[Excerpts from a dataset]
================================

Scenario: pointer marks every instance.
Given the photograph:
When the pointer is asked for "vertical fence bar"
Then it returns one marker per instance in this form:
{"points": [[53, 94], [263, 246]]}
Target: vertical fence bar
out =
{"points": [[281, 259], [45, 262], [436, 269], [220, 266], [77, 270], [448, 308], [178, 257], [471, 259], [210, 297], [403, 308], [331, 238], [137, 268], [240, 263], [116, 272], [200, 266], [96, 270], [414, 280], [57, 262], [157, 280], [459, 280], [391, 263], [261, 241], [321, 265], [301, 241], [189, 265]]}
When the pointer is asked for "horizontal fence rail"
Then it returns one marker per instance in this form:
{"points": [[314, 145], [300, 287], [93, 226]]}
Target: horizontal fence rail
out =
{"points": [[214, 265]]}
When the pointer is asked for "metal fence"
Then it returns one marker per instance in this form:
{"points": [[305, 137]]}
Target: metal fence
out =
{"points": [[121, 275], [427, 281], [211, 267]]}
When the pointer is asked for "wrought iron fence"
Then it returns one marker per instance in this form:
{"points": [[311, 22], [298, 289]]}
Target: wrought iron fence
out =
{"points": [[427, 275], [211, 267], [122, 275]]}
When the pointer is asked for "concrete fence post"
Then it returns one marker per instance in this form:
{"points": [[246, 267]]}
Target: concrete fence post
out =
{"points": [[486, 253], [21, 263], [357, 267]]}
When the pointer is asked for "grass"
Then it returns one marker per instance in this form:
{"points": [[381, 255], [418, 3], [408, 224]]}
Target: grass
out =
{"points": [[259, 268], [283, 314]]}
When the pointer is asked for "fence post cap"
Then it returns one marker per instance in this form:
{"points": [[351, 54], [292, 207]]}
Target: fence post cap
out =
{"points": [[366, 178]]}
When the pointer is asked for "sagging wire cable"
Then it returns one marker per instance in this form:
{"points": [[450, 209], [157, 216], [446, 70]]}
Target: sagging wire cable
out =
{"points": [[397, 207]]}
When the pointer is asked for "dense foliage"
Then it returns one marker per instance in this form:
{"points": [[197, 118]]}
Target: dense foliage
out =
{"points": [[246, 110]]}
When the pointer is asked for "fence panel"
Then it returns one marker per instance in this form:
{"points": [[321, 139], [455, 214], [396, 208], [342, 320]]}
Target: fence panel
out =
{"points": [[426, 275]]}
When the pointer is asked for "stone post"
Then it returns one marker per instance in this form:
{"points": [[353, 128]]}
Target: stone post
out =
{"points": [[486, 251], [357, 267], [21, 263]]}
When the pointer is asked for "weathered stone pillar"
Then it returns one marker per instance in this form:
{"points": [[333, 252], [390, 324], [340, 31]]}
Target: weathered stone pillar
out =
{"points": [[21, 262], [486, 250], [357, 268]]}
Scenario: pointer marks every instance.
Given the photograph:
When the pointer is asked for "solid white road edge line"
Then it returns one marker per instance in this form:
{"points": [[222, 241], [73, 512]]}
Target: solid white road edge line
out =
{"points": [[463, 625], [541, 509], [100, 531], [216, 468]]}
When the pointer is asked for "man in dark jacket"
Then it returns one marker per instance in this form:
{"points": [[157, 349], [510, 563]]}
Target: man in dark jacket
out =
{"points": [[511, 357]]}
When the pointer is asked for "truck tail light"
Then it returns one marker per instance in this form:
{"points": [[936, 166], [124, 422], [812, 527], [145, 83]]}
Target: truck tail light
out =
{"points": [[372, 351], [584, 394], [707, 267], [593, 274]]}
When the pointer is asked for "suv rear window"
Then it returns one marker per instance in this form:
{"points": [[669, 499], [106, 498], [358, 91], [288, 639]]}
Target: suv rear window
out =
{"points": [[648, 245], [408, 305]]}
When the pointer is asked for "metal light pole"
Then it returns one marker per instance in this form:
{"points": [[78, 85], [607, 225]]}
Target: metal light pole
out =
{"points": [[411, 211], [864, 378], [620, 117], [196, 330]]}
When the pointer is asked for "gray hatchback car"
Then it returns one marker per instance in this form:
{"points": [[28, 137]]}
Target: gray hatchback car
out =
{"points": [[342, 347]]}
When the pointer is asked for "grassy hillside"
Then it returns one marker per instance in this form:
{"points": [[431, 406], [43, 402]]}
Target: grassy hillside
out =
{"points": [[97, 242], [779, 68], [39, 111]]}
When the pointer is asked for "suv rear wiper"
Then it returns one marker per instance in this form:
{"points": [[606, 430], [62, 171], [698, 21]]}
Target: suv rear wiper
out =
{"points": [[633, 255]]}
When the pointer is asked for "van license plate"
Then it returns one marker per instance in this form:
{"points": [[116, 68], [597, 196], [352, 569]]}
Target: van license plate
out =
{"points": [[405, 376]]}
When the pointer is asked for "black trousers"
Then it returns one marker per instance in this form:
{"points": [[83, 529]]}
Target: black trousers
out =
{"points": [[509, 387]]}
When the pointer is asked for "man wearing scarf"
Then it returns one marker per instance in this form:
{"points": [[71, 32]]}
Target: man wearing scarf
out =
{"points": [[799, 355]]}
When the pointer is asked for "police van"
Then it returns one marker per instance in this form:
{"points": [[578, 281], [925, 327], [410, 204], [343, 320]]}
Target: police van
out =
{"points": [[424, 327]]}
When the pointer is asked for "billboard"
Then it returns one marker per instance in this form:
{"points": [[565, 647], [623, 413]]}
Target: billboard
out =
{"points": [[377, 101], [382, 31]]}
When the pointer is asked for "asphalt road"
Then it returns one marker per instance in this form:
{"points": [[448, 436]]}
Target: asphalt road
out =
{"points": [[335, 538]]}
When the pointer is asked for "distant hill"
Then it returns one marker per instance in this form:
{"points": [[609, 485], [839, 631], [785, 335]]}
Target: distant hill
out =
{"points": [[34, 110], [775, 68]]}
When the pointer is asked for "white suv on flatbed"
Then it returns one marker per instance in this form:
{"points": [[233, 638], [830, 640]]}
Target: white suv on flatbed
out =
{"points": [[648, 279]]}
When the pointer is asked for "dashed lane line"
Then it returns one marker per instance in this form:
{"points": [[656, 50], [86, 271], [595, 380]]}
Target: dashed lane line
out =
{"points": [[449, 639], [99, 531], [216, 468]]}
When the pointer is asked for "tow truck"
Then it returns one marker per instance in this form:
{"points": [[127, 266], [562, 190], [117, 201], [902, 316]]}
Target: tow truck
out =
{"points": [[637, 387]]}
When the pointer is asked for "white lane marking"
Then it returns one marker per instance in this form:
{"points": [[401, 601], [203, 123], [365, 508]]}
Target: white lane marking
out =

================================

▶ _What is required_: Return the data above in full. Keep every line exactly as it is.

▶ _Reply to the exercise_:
Scenario: pointer marks every instance.
Given the photograph:
When the pointer is asked for "vertical fence bar"
Then it returns one marker per instance in this form:
{"points": [[53, 94], [263, 246]]}
Target: vertical fence bar
out =
{"points": [[281, 259], [45, 262], [436, 269], [220, 266], [77, 270], [448, 308], [178, 257], [471, 259], [210, 297], [403, 308], [331, 238], [137, 268], [240, 263], [116, 272], [200, 266], [96, 270], [414, 280], [57, 262], [157, 280], [459, 280], [391, 263], [261, 241], [321, 265], [301, 241], [189, 265]]}
When the pointer is asked for "horizontal fence rail"
Then it returns one marker per instance in this form:
{"points": [[314, 145], [300, 287], [93, 226]]}
Target: horizontal fence rail
out =
{"points": [[214, 265]]}
When the pointer is asked for "metal fence"
Then it returns one marker per instance in this form:
{"points": [[305, 137]]}
Target: metal fence
out =
{"points": [[121, 275], [427, 281], [211, 267]]}
When the pointer is asked for "wrought iron fence"
Then it returns one marker per instance in this form:
{"points": [[311, 22], [298, 289]]}
Target: wrought iron fence
out =
{"points": [[427, 275], [211, 267], [122, 275]]}
When the pointer is asked for "concrete fence post"
Then it returns one marker per instance in this form:
{"points": [[246, 267]]}
Target: concrete fence post
out =
{"points": [[486, 253], [21, 263], [357, 267]]}
When the pointer is asked for "grass"
Then it returns one marker per instance in this form:
{"points": [[381, 255], [418, 3], [408, 224]]}
Target: grass
out =
{"points": [[259, 268], [283, 314]]}
When the pointer is asked for "fence post cap"
Then it returns one marker per instance in this form:
{"points": [[351, 54], [292, 207]]}
Target: fence post cap
out =
{"points": [[366, 178]]}
When the pointer is asked for "sagging wire cable"
Then it returns one marker per instance in this form:
{"points": [[450, 209], [157, 216], [446, 70]]}
Target: sagging wire cable
out =
{"points": [[397, 207]]}
When the pointer is asked for "dense foliage"
Then it returns one marker per instance in this form:
{"points": [[197, 118]]}
Target: dense foliage
out =
{"points": [[246, 110]]}
When the pointer is asked for "fence panel"
Then it returns one marker per instance in this form:
{"points": [[321, 139], [455, 214], [396, 208], [342, 320]]}
Target: fence panel
out =
{"points": [[426, 275]]}
When the pointer is asked for "stone post"
Then it returns one marker per instance in this form:
{"points": [[353, 128]]}
Target: stone post
out =
{"points": [[486, 251], [357, 267], [21, 263]]}
When the pointer is asked for "weathered stone pillar"
Then it returns one marker per instance in this form:
{"points": [[333, 252], [390, 324], [340, 31]]}
Target: weathered stone pillar
out =
{"points": [[21, 262], [486, 250], [357, 268]]}
Scenario: pointer marks every instance.
Given the photograph:
When the pointer is asked for "solid white road edge line"
Then it returns one marker per instance in this form:
{"points": [[222, 241], [73, 512]]}
Target: solid white road edge line
out =
{"points": [[463, 625], [541, 509], [100, 531], [216, 468]]}
When the pointer is asked for "man in dark jacket"
Then it returns one marker per instance in this form:
{"points": [[157, 349], [510, 563]]}
Target: man in dark jacket
out =
{"points": [[511, 357]]}
When the pointer is asked for "truck tail light"
Then it returns one marker per instance in this form:
{"points": [[936, 166], [124, 422], [812, 527], [145, 83]]}
Target: truck tail light
out =
{"points": [[372, 351], [584, 394], [707, 267], [593, 274]]}
When the pointer is asked for "suv rear window"
Then it returns one marker per instance in this form:
{"points": [[669, 499], [106, 498], [358, 91], [288, 639]]}
Target: suv rear window
out =
{"points": [[648, 245], [408, 305]]}
When the pointer is asked for "metal light pole"
Then it returns one marker per instance in this form:
{"points": [[78, 85], [607, 225]]}
Target: metal light pole
out =
{"points": [[411, 211], [864, 378], [620, 117], [196, 330]]}
When the pointer is asked for "gray hatchback car"
Then it returns one marker per instance in this form:
{"points": [[28, 137]]}
Target: gray hatchback car
out =
{"points": [[342, 347]]}
When the pointer is asked for "grassy hillside"
Then it returns one marker per instance in this form:
{"points": [[431, 406], [43, 402]]}
Target: grassy hillside
out =
{"points": [[97, 242], [779, 68], [39, 111]]}
When the pointer is asked for "suv rear wiper"
Then it returns one marker per instance in this form:
{"points": [[606, 430], [62, 171], [698, 21]]}
Target: suv rear wiper
out =
{"points": [[633, 255]]}
When the pointer is asked for "van license plate"
Then it returns one marker per instance in this form:
{"points": [[116, 68], [597, 196], [352, 569]]}
Target: van license plate
out =
{"points": [[405, 376]]}
When the pointer is asked for "black trousers"
Then it returns one marker per instance in this form:
{"points": [[83, 529]]}
Target: black trousers
out =
{"points": [[509, 387]]}
When the pointer is asked for "man wearing scarf"
Then it returns one marker per instance in this form:
{"points": [[71, 32]]}
Target: man wearing scarf
out =
{"points": [[799, 355]]}
When the pointer is asked for "police van"
Then it returns one marker per instance in this form:
{"points": [[578, 281], [925, 327], [410, 204], [343, 320]]}
Target: police van
out =
{"points": [[424, 327]]}
When the pointer is asked for "billboard"
Then it returns one marker per instance in this form:
{"points": [[565, 647], [623, 413]]}
Target: billboard
out =
{"points": [[377, 101], [382, 31]]}
When the pointer is asked for "asphalt road"
Then it returns one marker per instance in this form:
{"points": [[448, 436]]}
Target: asphalt road
out =
{"points": [[335, 538]]}
When the pointer is asked for "distant hill"
Then it returns one marker per instance in this form:
{"points": [[609, 485], [839, 631], [785, 335]]}
Target: distant hill
out =
{"points": [[34, 110], [775, 68]]}
When the pointer is asked for "white suv on flatbed"
Then it returns one marker per instance in this form:
{"points": [[233, 638], [830, 640]]}
Target: white suv on flatbed
out =
{"points": [[648, 279]]}
When the pointer is asked for "dashed lane line"
Then it returns one marker per instance in this form:
{"points": [[656, 50], [86, 271], [595, 380]]}
Target: dashed lane line
out =
{"points": [[449, 639], [99, 531], [216, 468]]}
When the pointer is asked for "tow truck"
Then it returns one marker per instance in this form:
{"points": [[127, 266], [562, 190], [117, 201], [902, 316]]}
Target: tow truck
out =
{"points": [[637, 387]]}
When the pointer is asked for "white lane marking"
Then it returns one marker per instance in this form:
{"points": [[401, 601], [203, 123], [365, 508]]}
Target: white lane marking
out =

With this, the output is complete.